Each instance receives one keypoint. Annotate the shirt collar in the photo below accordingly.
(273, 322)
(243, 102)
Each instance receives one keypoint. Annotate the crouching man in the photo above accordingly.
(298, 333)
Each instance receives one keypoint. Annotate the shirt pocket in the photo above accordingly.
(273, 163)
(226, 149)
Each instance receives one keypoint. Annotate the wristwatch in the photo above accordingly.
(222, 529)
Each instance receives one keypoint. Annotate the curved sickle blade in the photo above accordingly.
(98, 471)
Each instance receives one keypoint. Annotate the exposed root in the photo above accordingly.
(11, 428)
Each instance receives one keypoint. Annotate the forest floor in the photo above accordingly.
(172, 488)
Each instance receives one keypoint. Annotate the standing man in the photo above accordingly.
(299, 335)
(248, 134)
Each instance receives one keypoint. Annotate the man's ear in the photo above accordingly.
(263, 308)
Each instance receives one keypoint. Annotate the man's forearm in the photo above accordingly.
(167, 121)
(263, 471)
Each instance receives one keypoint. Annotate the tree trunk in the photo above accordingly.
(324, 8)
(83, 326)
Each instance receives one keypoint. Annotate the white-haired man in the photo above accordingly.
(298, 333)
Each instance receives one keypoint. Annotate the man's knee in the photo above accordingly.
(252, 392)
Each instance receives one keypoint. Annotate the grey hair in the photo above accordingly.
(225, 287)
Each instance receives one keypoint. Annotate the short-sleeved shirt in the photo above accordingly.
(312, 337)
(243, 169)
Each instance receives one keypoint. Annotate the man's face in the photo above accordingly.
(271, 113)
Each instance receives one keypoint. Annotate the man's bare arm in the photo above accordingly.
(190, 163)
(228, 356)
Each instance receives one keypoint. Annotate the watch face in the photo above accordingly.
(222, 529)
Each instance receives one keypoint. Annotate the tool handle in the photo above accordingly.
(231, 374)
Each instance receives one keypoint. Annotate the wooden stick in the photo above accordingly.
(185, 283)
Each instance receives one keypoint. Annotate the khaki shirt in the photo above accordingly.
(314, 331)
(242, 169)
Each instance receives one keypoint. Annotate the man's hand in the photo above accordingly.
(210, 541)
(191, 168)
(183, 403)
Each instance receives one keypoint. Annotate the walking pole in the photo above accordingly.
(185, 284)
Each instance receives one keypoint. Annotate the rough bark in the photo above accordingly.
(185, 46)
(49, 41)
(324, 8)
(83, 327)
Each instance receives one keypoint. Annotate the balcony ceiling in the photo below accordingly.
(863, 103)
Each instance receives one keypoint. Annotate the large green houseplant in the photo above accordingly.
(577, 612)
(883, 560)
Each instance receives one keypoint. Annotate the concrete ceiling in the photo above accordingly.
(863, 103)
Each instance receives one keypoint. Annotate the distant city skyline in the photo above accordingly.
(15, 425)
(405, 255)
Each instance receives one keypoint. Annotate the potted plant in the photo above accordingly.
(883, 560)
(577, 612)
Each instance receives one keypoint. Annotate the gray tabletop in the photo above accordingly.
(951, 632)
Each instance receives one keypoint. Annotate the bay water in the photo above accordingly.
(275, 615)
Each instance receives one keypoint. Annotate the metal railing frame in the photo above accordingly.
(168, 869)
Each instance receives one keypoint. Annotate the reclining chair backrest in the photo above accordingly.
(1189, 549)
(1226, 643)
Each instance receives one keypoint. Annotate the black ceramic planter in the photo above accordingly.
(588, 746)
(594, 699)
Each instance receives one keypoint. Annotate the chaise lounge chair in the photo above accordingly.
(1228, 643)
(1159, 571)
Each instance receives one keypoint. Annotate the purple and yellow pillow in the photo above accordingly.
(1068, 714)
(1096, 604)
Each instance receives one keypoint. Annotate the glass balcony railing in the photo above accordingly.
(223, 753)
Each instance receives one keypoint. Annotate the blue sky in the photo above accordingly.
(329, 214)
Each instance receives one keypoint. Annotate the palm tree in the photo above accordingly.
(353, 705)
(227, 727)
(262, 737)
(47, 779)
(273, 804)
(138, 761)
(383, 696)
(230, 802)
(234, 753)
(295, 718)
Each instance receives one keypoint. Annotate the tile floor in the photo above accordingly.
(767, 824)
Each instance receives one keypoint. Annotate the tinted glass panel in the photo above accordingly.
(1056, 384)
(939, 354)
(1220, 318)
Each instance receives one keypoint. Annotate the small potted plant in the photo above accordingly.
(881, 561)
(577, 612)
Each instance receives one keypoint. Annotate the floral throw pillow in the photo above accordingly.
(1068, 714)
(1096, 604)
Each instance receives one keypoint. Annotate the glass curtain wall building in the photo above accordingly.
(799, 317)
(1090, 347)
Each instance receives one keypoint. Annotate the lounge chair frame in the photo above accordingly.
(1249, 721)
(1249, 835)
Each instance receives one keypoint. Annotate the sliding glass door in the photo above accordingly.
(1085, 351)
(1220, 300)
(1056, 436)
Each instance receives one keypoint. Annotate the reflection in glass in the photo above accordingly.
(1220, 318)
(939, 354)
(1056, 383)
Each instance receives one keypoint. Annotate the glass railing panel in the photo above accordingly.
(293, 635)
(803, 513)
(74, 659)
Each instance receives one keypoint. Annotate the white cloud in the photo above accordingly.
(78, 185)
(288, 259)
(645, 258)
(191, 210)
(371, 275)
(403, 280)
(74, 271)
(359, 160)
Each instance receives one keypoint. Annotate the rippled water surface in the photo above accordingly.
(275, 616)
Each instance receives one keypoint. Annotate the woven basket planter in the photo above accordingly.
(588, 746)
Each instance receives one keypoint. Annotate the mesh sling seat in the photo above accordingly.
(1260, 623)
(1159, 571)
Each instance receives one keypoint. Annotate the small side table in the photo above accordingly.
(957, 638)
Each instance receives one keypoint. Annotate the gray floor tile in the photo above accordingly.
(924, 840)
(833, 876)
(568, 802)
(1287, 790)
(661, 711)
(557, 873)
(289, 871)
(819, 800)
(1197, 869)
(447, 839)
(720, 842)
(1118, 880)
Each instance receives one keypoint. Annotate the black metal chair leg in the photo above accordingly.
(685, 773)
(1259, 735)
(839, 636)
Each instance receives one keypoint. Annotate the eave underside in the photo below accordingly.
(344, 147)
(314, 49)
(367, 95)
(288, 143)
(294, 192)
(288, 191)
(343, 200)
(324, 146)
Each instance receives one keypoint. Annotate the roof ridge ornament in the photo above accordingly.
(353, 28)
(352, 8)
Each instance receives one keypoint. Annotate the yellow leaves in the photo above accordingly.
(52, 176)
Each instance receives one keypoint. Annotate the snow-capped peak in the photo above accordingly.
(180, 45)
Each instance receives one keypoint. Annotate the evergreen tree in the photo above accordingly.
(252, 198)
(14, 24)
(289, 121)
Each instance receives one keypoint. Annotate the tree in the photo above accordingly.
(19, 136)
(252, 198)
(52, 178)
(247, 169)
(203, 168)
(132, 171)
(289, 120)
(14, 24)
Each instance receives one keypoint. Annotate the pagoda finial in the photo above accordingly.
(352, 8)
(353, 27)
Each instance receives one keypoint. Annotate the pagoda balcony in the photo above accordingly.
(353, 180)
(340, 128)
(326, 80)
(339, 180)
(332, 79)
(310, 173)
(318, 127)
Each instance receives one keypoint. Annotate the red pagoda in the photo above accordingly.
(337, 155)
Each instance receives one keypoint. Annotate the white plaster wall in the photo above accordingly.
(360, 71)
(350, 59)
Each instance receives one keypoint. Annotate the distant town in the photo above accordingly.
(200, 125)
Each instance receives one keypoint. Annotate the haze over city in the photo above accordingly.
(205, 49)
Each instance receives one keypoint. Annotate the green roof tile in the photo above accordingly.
◇ ◇ ◇ ◇
◆ PROBLEM DESCRIPTION
Line for line, set down the listing above again.

◆ SOLUTION
Each instance receives one keypoint. Annotate the shirt collar in the photo below accordingly.
(273, 322)
(243, 102)
Each instance receives one keypoint. Annotate the crouching man in the photo above accordingly.
(298, 333)
Each instance receives one keypoint. Annotate the shirt pocket in the photo above accordingly.
(273, 163)
(226, 149)
Each instance receives one keypoint. Annotate the wristwatch in the photo above accordingly.
(222, 529)
Each instance receives one keypoint. Annotate the curved sickle blade in the photo above accordingly.
(98, 471)
Each instance receives one keypoint. Annotate the exposed root in the photo above accordingly.
(11, 428)
Each instance receives one keypoint. Annotate the forest floor in the photo above accordingly.
(172, 488)
Each instance receives one keypoint. Annotate the standing man in the photo above accordingly.
(299, 335)
(248, 134)
Each instance receives one keypoint. Annotate the man's ear in the photo above accordingly.
(263, 308)
Each instance receives one keypoint. Annotate the man's forearm in the photo above accordingly.
(167, 121)
(263, 471)
Each instance receives one keypoint. Annotate the tree trunk in the photo above accordingly.
(324, 8)
(83, 326)
Each instance receives one keypoint. Annotate the white-haired man in the photo above accordingly.
(298, 333)
Each instance receives one keypoint. Annotate the man's knee in the photo above accordingly.
(252, 392)
Each instance receives one keypoint. Annotate the grey hair in the photo above accordingly.
(225, 287)
Each instance receives one keypoint. Annotate the short-sleeved shirt in the photo above accordingly.
(312, 337)
(243, 169)
Each instance receives one keypoint. Annotate the man's face in the photo above accordingly.
(271, 113)
Each instance receives one keypoint. Annotate the man's bare arm in the photo above accordingly.
(190, 163)
(228, 356)
Each instance receives one keypoint. Annotate the watch face in the photo above accordingly.
(222, 529)
Each instance receives one keypoint. Annotate the tool handle in the photo above accordingly.
(231, 374)
Each instance receives one keypoint. Annotate the wooden stick in the photo above accordingly.
(185, 283)
Each instance receives one keypoint. Annotate the khaki shirt in the photo above accordingly.
(314, 331)
(242, 169)
Each instance receives one keypoint. Annotate the man's hand in the photo above accordingly.
(210, 541)
(191, 168)
(183, 403)
Each instance receives one keypoint. Annotate the walking pole in the photo above accordingly.
(185, 284)
Each instance receives one keypoint. Annotate the rough bark in the photo above accordingly.
(185, 46)
(49, 41)
(324, 8)
(83, 327)
Each instance receives one keypoint. Annotate the balcony ceiling in the photo below accordingly.
(863, 103)
Each instance receives one keypoint. Annotate the large green houseplant in the photo above accordingly.
(577, 612)
(883, 560)
Each instance receives one keypoint. Annotate the concrete ceiling in the photo above accordingly.
(863, 103)
Each instance receives one keypoint. Annotate the distant city skyline in the photo above accordingly.
(15, 425)
(405, 255)
Each instance receives one keypoint. Annotate the potted plant in the photo above accordingly.
(883, 560)
(577, 612)
Each instance receives one keypoint. Annotate the gray tabletop in the photo above accordingly.
(951, 632)
Each instance receives one keypoint. Annotate the bay water in the photo above accordingly.
(275, 615)
Each instance receives one keypoint. Annotate the metal railing frame in the photo above accordingly.
(168, 869)
Each instance receives one keypoint. Annotate the reclining chair backrest in the photo above accordingly.
(1189, 549)
(1226, 643)
Each instance receives one keypoint. Annotate the black ceramic planter in the photo above accordingly.
(588, 746)
(594, 699)
Each instance receives one keypoint. Annotate the chaise lounge chair in the photo above accordingly.
(1228, 643)
(1159, 571)
Each instance receives one keypoint. Annotate the purple and yellow pillow in the photo above accordingly.
(1068, 714)
(1096, 604)
Each instance receives one keypoint. Annotate the glass balcony railing in the photo above accordingly.
(223, 753)
Each instance receives one keypoint. Annotate the blue sky in the photo above accordingly.
(329, 214)
Each instance receives one keypoint. Annotate the palm tree in the photo above accordingly.
(353, 705)
(227, 727)
(262, 737)
(47, 779)
(273, 804)
(138, 761)
(383, 696)
(230, 802)
(234, 753)
(295, 718)
Each instance receives one keypoint. Annotate the tile floor in the photo above accordingly.
(767, 824)
Each instance receives one keypoint. Annotate the tinted glass panel in the photo above accordingly.
(1056, 384)
(939, 354)
(1220, 318)
Each instance receives one keypoint. Annotate the small potted plant in the photo above accordingly.
(881, 561)
(577, 612)
Each instance receives one keypoint. Annotate the floral throw pillow in the photo above accordingly.
(1068, 714)
(1096, 604)
Each instance receives one keypoint. Annotate the glass curtain wall building in the photo above accordingly.
(799, 317)
(1090, 347)
Each instance receives one keypoint. Annotate the lounge chair frame in the photo above accordingly.
(1249, 721)
(1249, 835)
Each instance receives one keypoint. Annotate the sliding glass door in the photo above accordingly.
(1085, 351)
(1220, 300)
(1056, 436)
Each instance receives one keypoint. Annotate the reflection in glass in the photo above accordingly.
(1220, 318)
(939, 354)
(1056, 383)
Each instance receives one keypoint. Annotate the glass railing panel in the photo above accordingly.
(293, 635)
(803, 513)
(74, 659)
Each instance receives one keypoint. Annotate the white cloud in the photo above accordingly.
(78, 185)
(288, 259)
(645, 258)
(191, 210)
(371, 275)
(403, 280)
(74, 271)
(359, 160)
Each instance receives one keypoint. Annotate the rippled water surface in the photo above accordingly.
(275, 616)
Each instance receives one keypoint. Annotate the woven basket planter in the photo above accordingly.
(588, 746)
Each instance receives one keypoint. Annotate the mesh sling seat in the photo above accordingly.
(1260, 623)
(1159, 571)
Each instance receives one keypoint. Annotate the small side table in the photo above accordingly.
(957, 638)
Each instance receives one keypoint. Annotate the gray floor tile in the photo above accordingly.
(924, 840)
(833, 876)
(568, 802)
(1287, 790)
(661, 711)
(557, 873)
(289, 871)
(819, 800)
(1197, 869)
(447, 839)
(720, 842)
(1118, 880)
Each instance receives one keypoint. Annotate the black metal chair leg in the photo above accordingly.
(685, 773)
(1259, 735)
(839, 636)
Each instance receives one keypoint. Annotate the eave underside in the photo below accordingly.
(344, 147)
(314, 49)
(367, 95)
(288, 143)
(294, 192)
(288, 191)
(343, 200)
(324, 146)
Each instance receives one keypoint. Annotate the roof ridge ornament in the photo above accordingly.
(353, 28)
(352, 8)
Each instance receives one keypoint. Annotate the yellow leaves in the photo above accordingly.
(52, 176)
Each instance receives one keypoint. Annotate the snow-capped peak in the photo above accordingly.
(180, 45)
Each instance receives one keypoint. Annotate the evergreen tree in the photo above accordingly.
(252, 198)
(14, 24)
(289, 121)
Each instance receives one keypoint. Annotate the tree in the photo above accordingly.
(19, 136)
(252, 198)
(52, 178)
(247, 169)
(203, 168)
(132, 171)
(289, 120)
(14, 24)
Each instance receives one keypoint. Annotate the pagoda finial in the photo above accordingly.
(352, 8)
(353, 27)
Each instance receives one keypoint. Annotate the pagoda balcony in the photo above accordingly.
(353, 180)
(340, 128)
(326, 80)
(339, 180)
(332, 79)
(310, 173)
(318, 127)
Each instance receives one keypoint. Annotate the red pagoda in the photo above accordingly.
(337, 155)
Each instance receives one keypoint. Annotate the white plaster wall in the photo above accordingly.
(360, 71)
(350, 59)
Each instance receives one keypoint. Annotate the distant town in the photo above accordingly.
(200, 125)
Each instance receives one keypoint. Annotate the haze over city in the photo above accordingly.
(205, 49)
Each instance receives one keypoint. Annotate the green roof tile in the photo above accordingly.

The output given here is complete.